Задания для работы:
A) Перепишите часть текста об искуплении, начиная со слов "Таким образом, после" и далее до слов "останется неудовлетворенной благость.", заменив "правосудие" на "справедливость".
B) Определите, согласуются ли с текстом об искуплении следующие утверждения. Для каждого ответьте «да» или «нет» и приведите решающие слова текста дословно.
(i) Удовлетворение благости состояло в прощении грешника.
(ii) Люди сами могли уплатить долг за свои грехи.
(iii) Способ примирить вечную правду с вечной благостью обретает бесконечная премудрость.
C) Ответьте на вопросы по тексту об искуплении.
(i) Что останется неудовлетворенным, если грешник будет наказан?
(ii) Чем Иисус Христос уплатил долг взамен нас?
(iii) Свойством чего названа бесконечная премудрость?

Таким образом, после оскорбления, нанесенного человеком Богу, в Самом Божестве не оказывается удовлетворения всех свойств: если грешник не получит возмездия — будет не удовлетворено правосудие, если грешник будет наказан — останется неудовлетворенной благость.
Только бесконечная премудрость, как свойство ума Божия, обретает «способ примирить в деле искупления человека вечную правду с вечной благостью, удовлетворить той и другой и спасти погибшего»[11].
Удовлетворение благости состояло в прощении грешника, но «для удовлетворения правде Божией за грех человека требовалась столько же бесконечно великая умилостивительная жертва, сколько бесконечно оскорбление, причиненное человеком Богу, сколько бесконечна Сама вечная Правда»[12].
Поэтому «вся тайна нашего искупления смертью Иисуса Христа состоит в том, что Он взамен нас уплатил Своею Кровию долг и вполне удовлетворил правде Божией за наши грехи, которого мы сами уплатить были не в состоянии. Иначе — взамен нас исполнил и потерпел все, что только требовалось для отпущения наших грехов»[13].

[Исходные записи]
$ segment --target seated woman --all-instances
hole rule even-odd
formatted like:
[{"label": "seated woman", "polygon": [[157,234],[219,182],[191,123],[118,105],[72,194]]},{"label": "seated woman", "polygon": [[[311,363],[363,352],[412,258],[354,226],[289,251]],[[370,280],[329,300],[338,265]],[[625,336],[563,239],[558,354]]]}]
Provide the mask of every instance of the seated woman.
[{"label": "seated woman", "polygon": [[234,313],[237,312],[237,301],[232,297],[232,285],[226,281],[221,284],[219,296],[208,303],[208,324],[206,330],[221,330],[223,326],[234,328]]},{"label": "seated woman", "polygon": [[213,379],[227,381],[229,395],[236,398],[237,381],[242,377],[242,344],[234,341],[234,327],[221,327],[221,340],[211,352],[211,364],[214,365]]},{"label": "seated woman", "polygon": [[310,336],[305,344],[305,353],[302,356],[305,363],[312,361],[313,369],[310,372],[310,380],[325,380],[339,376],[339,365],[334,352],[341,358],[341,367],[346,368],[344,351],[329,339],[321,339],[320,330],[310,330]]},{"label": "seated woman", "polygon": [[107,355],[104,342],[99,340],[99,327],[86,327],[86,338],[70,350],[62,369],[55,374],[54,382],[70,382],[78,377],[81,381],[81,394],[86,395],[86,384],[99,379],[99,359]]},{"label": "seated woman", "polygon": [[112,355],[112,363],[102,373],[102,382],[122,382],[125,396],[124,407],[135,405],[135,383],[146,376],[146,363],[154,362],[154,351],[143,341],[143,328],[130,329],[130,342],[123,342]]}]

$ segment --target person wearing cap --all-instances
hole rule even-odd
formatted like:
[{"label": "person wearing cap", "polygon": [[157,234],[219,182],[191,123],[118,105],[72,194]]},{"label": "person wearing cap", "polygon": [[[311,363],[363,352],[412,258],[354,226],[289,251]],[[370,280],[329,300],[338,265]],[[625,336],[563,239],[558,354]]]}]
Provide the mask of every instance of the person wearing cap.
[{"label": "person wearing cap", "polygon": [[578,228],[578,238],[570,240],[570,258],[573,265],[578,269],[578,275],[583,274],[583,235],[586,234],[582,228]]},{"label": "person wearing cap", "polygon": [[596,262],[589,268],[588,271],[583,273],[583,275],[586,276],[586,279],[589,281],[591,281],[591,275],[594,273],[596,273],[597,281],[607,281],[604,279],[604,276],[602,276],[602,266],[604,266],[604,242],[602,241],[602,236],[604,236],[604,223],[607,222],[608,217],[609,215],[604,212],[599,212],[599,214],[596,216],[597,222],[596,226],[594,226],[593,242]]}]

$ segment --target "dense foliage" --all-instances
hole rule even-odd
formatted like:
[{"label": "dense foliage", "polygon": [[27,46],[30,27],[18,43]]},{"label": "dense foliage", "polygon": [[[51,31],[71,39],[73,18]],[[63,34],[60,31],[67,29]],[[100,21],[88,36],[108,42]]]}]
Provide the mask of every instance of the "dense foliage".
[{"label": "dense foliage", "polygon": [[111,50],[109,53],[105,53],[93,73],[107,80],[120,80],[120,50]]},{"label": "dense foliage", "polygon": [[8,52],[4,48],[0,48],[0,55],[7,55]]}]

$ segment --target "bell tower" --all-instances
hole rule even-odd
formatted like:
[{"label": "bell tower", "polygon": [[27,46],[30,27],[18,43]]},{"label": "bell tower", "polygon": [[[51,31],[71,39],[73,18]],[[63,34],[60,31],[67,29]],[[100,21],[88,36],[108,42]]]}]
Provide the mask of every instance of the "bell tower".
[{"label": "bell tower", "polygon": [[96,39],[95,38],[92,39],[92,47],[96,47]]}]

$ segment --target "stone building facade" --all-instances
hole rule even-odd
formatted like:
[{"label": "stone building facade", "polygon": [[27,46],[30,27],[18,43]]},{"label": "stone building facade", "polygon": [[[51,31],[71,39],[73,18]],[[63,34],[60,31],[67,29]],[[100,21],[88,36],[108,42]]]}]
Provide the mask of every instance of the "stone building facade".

Ответы к заданиям:
A)
Таким образом, после оскорбления, нанесенного человеком Богу, в Самом Божестве не оказывается удовлетворения всех свойств: если грешник не получит возмездия — будет не удовлетворено справедливость, если грешник будет наказан — останется неудовлетворенной благость.

B)
(i) Да: «Удовлетворение благости состояло в прощении грешника».
(ii) Нет: «которого мы сами уплатить были не в состоянии».
(iii) Да: «Только бесконечная премудрость, как свойство ума Божия, обретает „способ примирить в деле искупления человека вечную правду с вечной благостью“».

C)
(i) Благость.
(ii) Своею Кровию.
(iii) Ума Божия.